* [Task]: Show all lines from the records below in which the string "distant" is present.

* [Data for review]:
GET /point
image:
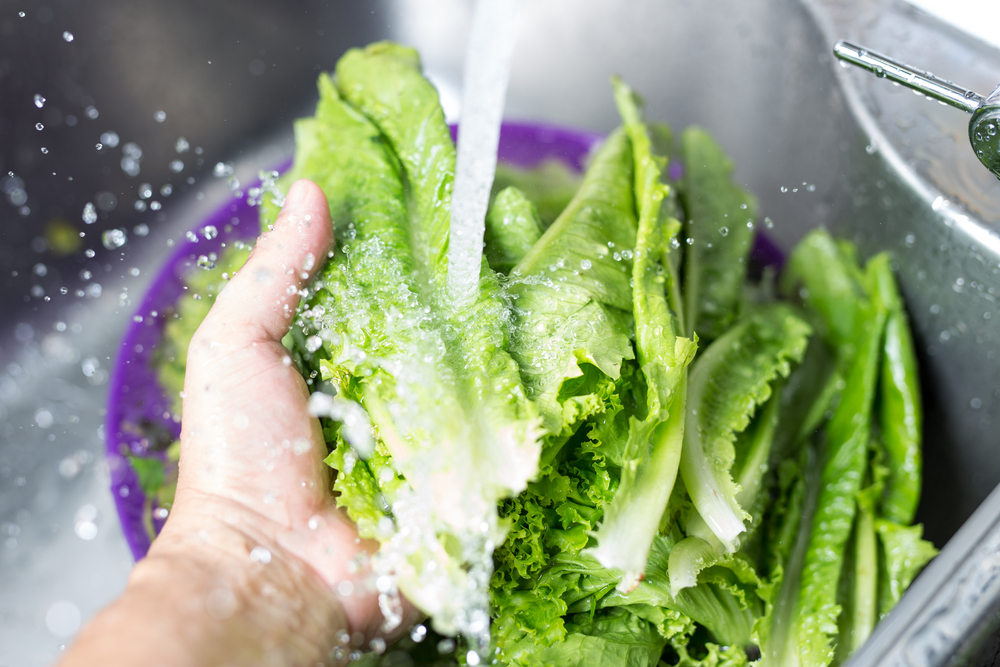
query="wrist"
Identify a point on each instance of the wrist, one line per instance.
(199, 598)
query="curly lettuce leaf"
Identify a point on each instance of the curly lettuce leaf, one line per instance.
(728, 381)
(653, 448)
(720, 230)
(512, 227)
(444, 397)
(571, 291)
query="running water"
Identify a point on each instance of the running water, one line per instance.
(487, 69)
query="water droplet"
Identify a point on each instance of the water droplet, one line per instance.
(62, 618)
(89, 213)
(222, 169)
(113, 238)
(260, 555)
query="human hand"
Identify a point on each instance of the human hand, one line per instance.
(254, 564)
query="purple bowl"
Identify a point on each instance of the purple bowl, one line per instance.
(139, 413)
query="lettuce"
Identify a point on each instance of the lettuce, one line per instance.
(617, 453)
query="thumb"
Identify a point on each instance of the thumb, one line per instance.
(260, 301)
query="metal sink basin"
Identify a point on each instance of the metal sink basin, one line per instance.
(818, 144)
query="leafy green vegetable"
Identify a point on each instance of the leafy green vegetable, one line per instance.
(728, 381)
(653, 448)
(720, 229)
(512, 227)
(517, 458)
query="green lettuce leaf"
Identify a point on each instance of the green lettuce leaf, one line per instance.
(903, 555)
(728, 381)
(571, 292)
(512, 227)
(653, 448)
(720, 232)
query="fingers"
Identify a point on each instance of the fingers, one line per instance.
(259, 303)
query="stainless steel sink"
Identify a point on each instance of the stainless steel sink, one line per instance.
(818, 144)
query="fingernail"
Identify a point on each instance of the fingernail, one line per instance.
(295, 194)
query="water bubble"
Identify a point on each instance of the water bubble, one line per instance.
(106, 201)
(113, 238)
(43, 418)
(222, 169)
(260, 555)
(62, 618)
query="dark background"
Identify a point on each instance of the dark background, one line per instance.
(224, 74)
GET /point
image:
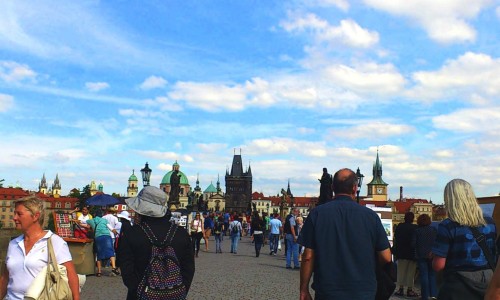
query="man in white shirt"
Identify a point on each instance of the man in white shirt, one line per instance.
(275, 226)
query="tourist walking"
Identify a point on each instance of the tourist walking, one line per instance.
(28, 253)
(218, 234)
(404, 251)
(235, 229)
(343, 242)
(257, 232)
(103, 243)
(464, 242)
(155, 234)
(425, 235)
(291, 235)
(196, 232)
(275, 226)
(208, 225)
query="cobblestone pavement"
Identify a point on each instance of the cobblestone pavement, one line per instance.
(220, 276)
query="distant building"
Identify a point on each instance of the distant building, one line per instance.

* [Output]:
query="distant building"
Identify a point on each instance of the distant building, one line per instance.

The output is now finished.